*WHAT IS BEING ASKED*. Working from the listing below, pick each line containing the word "office" and copy it.

- - - -

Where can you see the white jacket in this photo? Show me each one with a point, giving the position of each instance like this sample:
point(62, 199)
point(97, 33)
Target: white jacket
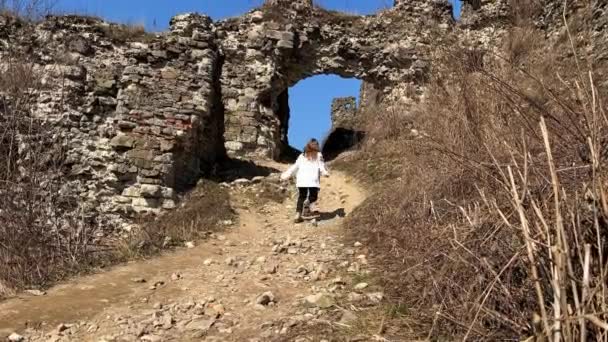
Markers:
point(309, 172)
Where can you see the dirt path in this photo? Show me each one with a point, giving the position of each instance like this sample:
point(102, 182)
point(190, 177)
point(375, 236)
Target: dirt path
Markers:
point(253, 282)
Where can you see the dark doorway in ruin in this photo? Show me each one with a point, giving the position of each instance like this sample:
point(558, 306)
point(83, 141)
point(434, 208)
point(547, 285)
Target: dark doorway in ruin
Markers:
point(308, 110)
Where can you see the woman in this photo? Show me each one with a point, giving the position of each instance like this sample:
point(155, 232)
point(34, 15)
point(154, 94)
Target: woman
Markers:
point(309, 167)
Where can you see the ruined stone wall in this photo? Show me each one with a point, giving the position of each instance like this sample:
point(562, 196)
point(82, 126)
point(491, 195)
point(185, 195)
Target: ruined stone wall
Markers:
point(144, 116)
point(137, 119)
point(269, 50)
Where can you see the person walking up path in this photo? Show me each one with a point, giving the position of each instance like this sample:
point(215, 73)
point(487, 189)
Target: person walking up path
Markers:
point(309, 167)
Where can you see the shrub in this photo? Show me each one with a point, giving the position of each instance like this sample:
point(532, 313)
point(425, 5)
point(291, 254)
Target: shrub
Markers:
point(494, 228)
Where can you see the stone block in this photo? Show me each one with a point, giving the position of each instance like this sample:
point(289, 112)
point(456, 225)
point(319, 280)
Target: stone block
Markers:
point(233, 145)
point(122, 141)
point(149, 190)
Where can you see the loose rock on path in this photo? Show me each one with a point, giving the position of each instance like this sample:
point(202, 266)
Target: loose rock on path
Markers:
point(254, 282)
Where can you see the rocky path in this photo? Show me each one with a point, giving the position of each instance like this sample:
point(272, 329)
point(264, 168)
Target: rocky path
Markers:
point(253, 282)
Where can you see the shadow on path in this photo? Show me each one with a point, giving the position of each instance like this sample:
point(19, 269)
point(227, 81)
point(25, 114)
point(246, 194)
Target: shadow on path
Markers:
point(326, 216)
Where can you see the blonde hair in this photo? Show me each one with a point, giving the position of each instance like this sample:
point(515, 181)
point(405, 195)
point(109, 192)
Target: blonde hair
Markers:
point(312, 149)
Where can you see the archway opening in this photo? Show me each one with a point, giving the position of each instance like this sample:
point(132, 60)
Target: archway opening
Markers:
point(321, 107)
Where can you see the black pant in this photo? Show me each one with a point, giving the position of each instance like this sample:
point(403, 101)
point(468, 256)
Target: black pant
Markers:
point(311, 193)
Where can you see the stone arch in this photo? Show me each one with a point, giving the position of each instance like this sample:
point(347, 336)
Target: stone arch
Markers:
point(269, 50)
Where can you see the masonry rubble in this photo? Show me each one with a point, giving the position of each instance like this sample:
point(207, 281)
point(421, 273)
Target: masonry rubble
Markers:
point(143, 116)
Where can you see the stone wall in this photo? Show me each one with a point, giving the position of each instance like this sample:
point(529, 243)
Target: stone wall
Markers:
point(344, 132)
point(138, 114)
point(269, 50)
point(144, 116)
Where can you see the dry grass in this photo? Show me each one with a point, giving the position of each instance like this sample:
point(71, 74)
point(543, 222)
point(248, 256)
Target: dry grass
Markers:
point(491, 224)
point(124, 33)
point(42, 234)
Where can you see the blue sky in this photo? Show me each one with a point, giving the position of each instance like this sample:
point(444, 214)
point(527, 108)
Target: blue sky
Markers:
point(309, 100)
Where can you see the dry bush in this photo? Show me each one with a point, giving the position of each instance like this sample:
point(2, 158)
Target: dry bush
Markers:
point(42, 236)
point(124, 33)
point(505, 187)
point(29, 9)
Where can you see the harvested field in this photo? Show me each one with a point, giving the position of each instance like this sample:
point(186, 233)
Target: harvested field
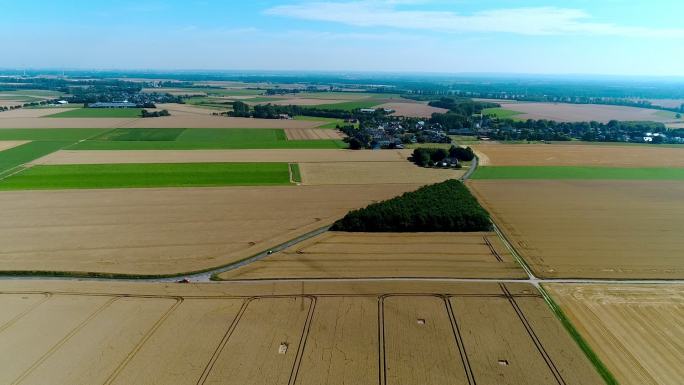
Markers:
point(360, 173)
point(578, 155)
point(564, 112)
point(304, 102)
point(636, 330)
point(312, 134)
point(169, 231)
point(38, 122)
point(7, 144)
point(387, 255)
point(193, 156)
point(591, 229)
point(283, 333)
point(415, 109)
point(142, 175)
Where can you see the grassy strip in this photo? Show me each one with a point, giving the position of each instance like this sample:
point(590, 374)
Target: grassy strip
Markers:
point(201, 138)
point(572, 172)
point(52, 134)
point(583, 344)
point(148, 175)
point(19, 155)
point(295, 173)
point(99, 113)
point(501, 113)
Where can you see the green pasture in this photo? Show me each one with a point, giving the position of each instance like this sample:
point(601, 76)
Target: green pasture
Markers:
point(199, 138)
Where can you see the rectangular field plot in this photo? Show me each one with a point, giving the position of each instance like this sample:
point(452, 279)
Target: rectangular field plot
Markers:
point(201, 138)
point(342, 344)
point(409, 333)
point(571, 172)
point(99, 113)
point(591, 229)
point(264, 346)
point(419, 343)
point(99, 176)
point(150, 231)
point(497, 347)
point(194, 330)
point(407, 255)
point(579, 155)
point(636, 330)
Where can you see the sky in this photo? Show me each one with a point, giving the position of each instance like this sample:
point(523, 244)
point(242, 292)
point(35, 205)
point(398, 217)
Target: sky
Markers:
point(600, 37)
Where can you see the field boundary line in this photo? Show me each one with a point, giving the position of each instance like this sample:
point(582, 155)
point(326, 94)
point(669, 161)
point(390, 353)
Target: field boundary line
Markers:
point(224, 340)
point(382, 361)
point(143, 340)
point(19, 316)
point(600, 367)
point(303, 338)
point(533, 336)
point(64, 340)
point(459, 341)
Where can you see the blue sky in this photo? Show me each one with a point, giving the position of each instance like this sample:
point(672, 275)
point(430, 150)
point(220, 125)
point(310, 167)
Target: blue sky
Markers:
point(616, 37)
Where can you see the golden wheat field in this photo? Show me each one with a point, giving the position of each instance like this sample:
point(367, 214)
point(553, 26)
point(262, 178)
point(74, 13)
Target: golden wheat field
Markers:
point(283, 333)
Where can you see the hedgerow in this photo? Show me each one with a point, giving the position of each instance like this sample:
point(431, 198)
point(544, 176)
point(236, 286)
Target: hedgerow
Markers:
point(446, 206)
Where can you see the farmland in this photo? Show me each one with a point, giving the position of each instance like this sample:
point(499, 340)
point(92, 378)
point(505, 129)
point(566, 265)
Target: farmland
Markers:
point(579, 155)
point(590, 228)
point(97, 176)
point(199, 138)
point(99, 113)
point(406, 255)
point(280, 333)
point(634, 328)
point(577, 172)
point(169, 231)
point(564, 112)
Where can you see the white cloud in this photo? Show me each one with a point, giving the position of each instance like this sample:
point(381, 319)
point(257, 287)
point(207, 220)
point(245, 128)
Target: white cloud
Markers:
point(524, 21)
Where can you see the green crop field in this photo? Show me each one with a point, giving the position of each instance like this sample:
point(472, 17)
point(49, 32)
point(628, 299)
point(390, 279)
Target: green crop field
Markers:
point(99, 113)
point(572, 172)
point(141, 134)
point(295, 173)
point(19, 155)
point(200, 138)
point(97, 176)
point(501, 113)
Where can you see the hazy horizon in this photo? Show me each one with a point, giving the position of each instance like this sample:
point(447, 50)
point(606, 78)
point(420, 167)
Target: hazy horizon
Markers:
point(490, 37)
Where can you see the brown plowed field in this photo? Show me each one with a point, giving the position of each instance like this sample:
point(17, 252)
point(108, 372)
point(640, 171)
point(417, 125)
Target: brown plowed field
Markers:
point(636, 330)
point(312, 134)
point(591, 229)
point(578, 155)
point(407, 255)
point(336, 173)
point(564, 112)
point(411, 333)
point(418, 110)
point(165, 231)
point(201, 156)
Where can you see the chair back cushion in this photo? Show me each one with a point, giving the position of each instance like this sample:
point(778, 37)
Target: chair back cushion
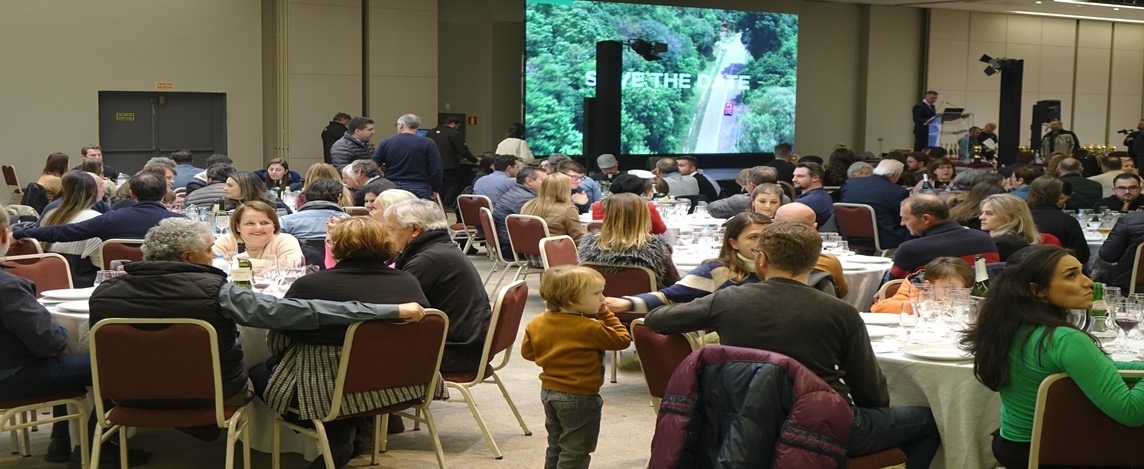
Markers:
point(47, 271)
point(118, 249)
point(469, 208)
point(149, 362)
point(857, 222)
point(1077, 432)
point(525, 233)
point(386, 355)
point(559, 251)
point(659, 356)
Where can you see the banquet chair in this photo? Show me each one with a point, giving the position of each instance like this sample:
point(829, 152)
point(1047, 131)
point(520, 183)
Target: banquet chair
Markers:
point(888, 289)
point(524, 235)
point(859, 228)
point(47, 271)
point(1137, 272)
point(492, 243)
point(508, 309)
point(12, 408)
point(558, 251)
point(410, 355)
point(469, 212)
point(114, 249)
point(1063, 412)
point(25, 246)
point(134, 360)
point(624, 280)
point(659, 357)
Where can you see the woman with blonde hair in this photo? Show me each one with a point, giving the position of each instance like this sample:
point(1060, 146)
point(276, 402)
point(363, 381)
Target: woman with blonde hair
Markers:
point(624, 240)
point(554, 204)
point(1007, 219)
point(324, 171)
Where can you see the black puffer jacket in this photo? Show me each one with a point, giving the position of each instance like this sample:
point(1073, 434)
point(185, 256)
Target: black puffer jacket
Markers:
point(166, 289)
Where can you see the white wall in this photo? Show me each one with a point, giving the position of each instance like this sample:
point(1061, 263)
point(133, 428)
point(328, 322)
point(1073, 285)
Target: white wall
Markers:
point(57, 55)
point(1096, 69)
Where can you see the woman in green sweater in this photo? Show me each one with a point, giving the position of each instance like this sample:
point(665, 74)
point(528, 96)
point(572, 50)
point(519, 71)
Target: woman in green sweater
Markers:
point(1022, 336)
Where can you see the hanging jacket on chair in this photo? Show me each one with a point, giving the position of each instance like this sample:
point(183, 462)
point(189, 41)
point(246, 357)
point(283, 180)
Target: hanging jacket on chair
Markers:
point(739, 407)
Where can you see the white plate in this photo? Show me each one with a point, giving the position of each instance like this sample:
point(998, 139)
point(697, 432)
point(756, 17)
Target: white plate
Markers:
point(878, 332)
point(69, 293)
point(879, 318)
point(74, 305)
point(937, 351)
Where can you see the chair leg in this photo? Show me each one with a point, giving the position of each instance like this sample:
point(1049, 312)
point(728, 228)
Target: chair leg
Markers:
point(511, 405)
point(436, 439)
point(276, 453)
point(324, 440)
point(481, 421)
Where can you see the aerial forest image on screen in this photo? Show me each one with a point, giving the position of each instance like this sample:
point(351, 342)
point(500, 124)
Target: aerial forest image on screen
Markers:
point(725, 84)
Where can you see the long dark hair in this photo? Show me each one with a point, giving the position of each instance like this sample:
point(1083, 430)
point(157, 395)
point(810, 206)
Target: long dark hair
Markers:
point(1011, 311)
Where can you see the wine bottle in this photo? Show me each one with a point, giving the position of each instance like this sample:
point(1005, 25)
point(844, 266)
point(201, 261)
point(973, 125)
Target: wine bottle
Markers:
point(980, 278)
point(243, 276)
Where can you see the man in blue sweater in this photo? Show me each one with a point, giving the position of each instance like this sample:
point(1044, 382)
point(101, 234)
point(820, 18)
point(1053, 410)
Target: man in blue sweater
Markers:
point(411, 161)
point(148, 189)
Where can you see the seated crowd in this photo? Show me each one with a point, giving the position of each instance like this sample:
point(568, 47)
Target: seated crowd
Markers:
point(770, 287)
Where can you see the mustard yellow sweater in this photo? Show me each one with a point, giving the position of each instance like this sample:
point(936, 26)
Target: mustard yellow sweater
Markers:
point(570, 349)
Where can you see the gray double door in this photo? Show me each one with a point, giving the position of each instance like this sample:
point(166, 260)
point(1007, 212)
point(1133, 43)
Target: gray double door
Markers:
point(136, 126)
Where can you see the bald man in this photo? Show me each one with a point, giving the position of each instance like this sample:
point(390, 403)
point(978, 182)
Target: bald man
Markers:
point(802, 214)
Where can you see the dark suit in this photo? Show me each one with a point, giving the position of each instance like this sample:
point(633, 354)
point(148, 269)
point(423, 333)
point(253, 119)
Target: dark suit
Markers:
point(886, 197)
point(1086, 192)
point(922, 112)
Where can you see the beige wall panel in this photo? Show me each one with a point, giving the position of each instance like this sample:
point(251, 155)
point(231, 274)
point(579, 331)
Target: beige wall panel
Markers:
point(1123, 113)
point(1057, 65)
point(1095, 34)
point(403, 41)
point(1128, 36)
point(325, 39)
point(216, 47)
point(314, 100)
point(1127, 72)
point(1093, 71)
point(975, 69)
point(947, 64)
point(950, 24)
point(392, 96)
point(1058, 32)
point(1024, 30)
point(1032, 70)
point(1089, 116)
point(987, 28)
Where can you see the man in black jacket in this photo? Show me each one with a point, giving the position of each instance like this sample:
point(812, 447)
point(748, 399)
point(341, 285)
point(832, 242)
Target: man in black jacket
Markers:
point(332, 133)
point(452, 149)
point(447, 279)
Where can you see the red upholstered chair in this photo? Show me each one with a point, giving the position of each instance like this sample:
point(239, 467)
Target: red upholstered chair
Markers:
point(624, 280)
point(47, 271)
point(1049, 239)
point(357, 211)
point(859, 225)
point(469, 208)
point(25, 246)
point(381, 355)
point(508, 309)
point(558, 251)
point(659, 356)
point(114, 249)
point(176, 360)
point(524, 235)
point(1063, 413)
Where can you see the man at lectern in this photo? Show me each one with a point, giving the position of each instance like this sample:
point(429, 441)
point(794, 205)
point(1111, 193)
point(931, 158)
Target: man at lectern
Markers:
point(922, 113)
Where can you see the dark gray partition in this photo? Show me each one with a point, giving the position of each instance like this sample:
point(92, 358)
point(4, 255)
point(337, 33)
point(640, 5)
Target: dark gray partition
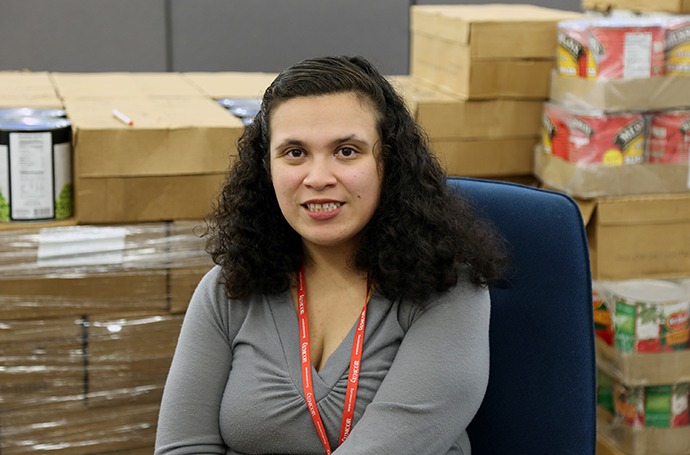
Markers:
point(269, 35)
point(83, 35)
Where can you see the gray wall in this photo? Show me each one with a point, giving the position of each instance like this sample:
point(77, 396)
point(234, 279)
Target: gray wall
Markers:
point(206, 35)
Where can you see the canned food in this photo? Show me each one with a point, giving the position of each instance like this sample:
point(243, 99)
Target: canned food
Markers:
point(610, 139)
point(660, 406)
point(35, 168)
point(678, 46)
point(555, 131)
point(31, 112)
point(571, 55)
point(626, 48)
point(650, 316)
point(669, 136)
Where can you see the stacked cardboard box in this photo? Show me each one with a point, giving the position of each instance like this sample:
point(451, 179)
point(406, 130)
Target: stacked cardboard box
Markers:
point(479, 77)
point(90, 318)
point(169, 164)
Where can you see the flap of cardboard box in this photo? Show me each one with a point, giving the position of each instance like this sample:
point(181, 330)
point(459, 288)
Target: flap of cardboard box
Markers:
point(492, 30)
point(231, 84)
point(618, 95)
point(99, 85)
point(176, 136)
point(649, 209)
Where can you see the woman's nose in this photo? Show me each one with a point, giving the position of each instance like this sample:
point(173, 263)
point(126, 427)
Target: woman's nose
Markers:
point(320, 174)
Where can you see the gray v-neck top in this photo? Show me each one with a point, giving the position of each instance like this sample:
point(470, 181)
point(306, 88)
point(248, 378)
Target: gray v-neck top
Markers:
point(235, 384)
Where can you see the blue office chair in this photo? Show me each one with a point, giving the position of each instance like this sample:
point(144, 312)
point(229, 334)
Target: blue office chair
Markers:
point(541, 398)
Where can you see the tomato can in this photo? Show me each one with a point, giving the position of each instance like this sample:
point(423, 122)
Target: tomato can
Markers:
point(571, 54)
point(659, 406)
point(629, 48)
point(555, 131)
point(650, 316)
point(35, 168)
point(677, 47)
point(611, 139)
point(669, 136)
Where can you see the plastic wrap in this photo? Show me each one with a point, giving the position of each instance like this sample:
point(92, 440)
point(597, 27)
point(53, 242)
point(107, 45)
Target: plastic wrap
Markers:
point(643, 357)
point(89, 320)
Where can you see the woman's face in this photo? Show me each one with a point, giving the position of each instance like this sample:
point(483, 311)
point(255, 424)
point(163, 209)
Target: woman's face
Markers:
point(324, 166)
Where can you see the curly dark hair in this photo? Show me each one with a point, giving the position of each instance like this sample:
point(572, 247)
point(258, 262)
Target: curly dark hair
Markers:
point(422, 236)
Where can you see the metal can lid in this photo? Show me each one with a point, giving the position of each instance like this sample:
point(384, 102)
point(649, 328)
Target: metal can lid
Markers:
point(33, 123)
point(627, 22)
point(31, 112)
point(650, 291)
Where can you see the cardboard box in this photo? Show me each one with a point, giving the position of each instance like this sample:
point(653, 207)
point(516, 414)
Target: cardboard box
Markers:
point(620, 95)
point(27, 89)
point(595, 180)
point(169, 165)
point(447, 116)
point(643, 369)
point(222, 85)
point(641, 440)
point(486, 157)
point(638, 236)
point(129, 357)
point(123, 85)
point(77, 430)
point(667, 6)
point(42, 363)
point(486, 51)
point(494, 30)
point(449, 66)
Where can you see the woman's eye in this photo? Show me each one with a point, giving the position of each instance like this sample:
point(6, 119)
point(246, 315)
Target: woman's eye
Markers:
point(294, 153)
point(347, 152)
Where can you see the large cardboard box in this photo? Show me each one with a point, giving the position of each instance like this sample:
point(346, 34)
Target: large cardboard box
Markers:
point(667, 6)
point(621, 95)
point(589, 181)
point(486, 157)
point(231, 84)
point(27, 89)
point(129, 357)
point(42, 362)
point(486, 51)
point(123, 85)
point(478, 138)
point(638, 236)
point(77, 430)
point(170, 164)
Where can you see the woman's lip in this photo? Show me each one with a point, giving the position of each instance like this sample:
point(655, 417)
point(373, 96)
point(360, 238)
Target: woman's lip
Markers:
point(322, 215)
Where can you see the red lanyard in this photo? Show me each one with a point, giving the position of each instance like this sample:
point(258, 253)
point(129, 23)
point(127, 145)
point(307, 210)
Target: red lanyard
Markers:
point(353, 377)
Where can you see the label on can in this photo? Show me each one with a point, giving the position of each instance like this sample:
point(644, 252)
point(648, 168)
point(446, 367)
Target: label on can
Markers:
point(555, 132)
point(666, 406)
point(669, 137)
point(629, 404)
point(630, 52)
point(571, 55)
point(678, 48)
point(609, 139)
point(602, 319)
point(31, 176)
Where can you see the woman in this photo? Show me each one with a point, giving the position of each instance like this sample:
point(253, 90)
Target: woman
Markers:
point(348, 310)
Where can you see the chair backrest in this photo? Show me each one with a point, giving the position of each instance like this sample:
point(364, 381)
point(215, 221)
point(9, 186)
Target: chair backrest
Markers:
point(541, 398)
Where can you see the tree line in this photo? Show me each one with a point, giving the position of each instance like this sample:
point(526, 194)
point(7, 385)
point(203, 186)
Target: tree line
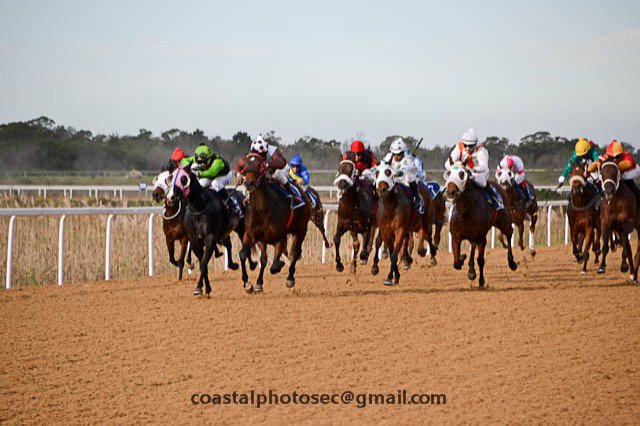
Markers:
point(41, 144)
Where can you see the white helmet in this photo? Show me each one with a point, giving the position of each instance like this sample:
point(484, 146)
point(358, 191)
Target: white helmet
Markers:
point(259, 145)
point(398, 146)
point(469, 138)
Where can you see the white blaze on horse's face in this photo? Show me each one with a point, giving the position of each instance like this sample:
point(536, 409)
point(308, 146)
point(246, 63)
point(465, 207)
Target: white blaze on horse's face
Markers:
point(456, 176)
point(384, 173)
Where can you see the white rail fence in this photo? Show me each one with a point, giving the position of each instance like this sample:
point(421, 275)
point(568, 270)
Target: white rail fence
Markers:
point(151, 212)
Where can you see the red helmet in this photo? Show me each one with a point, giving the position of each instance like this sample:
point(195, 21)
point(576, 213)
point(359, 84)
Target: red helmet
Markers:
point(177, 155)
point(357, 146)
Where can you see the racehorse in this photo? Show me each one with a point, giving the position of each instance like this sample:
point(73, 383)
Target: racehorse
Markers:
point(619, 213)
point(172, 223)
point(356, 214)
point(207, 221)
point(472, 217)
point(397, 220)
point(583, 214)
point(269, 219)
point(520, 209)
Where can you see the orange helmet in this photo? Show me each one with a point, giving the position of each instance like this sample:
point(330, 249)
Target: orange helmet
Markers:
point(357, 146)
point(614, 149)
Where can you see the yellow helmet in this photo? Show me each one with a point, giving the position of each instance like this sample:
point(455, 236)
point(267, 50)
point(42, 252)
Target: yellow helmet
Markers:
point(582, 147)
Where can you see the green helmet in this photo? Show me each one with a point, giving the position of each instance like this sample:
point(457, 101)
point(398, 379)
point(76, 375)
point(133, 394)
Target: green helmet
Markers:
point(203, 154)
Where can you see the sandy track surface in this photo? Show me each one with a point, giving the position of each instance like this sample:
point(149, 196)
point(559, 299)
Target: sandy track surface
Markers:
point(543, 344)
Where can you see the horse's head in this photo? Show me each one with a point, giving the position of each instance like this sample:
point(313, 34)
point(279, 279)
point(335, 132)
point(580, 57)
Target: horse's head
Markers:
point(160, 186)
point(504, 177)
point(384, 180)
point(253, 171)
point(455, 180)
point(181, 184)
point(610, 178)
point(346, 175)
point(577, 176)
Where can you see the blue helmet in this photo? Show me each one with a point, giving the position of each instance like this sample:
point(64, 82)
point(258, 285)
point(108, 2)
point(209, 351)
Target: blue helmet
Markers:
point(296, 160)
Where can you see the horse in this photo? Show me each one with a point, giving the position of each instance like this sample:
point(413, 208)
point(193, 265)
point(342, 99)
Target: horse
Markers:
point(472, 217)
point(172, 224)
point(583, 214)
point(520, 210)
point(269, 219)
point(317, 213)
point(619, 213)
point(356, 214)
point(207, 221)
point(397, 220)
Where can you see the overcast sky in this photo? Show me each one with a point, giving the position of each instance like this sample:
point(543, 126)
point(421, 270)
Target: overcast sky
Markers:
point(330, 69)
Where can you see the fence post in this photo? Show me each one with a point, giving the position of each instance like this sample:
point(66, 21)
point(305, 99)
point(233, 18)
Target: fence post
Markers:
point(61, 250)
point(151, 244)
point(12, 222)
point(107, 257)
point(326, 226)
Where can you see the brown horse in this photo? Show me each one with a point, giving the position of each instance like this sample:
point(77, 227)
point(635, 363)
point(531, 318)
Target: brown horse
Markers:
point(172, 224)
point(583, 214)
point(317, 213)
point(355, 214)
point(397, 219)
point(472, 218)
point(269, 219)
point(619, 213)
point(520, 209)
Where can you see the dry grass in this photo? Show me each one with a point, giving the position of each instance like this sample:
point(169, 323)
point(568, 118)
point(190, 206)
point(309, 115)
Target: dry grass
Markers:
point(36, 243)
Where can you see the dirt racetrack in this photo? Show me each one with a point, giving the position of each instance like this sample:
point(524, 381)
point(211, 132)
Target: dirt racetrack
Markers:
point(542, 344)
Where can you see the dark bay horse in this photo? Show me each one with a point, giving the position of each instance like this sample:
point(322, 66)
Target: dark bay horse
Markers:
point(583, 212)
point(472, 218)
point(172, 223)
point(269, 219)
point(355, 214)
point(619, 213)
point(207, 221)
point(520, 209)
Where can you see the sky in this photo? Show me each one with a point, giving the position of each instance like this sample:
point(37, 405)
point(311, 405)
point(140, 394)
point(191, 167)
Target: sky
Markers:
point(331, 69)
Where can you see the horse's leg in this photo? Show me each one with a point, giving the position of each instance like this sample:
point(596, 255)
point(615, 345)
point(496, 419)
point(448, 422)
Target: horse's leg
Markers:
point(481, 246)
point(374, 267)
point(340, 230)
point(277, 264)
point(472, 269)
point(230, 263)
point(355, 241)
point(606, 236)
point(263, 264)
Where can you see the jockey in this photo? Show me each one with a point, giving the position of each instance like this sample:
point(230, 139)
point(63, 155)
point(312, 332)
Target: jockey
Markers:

- - - -

*TASK SOLUTION*.
Where can you see the blue office chair in this photo? Show me each one with a point, giving the position of each instance like this sample:
Target: blue office chair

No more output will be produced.